EXCERPTED TEXT:
# epson 820 printer not working ... /dev/unknown-parallel0

## red2

Hi all-

I'm looking for any help on getting my printer working.

For some reason when I try to set up cups from KDE it uses  /dev/unknown-parallel0 for the printer location.

/dev/lp* does not exist.

I'm very confused.  Trying to cat any file to /dev/lp* doesn't work

since they don't exist...

Here's some info that might help in debugging:

dmesg from modprobe lp:

parport0: PC-style at 0x378 [PCSPP,EPP]

parport0: Printer, EPSON Stylus Photo 820

parport_pc: Via 686A parallel port: io=0x378

lp0: using parport0 (polling).

SOURCE MATERIAL:
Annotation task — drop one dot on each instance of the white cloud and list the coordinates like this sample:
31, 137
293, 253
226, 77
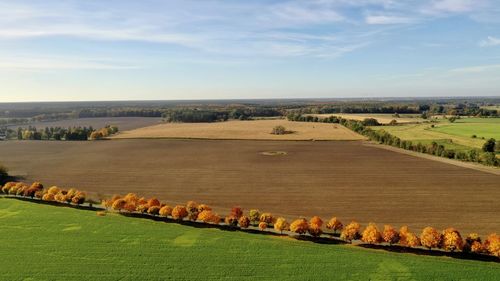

REQUIRED ACTIONS:
A) Decide whether each statement below agrees with the Epson printer post, and back each yes or no with the deciding words of the post, quoted exactly. (i) When CUPS is set up from KDE, it picks /dev/unknown-parallel0 as the printer location. (ii) The Via 686A parallel port sits at io=0x378. (iii) The lp0 device runs parport0 in interrupt mode.
B) Carry the Epson printer post further, picking up right after its last dmesg line.

IN RESPONSE:
A)
(i) Yes: "/dev/unknown-parallel0 for the printer location"
(ii) Yes: "parport_pc: Via 686A parallel port: io=0x378"
(iii) No: "lp0: using parport0 (polling)."

B)
# lpinfo -v

network socket

network http

network ipp

network lpd

direct parallel:/dev/unknown-parallel0

serial serial:/dev/ttyS0?baud=115200

serial serial:/dev/ttyS1?baud=115200

cups is in USE variables

thanks

----------

## red2

Works with the vanilla 2.4.18 sources.  Guess I have to try r7 since r5 did NOT work.....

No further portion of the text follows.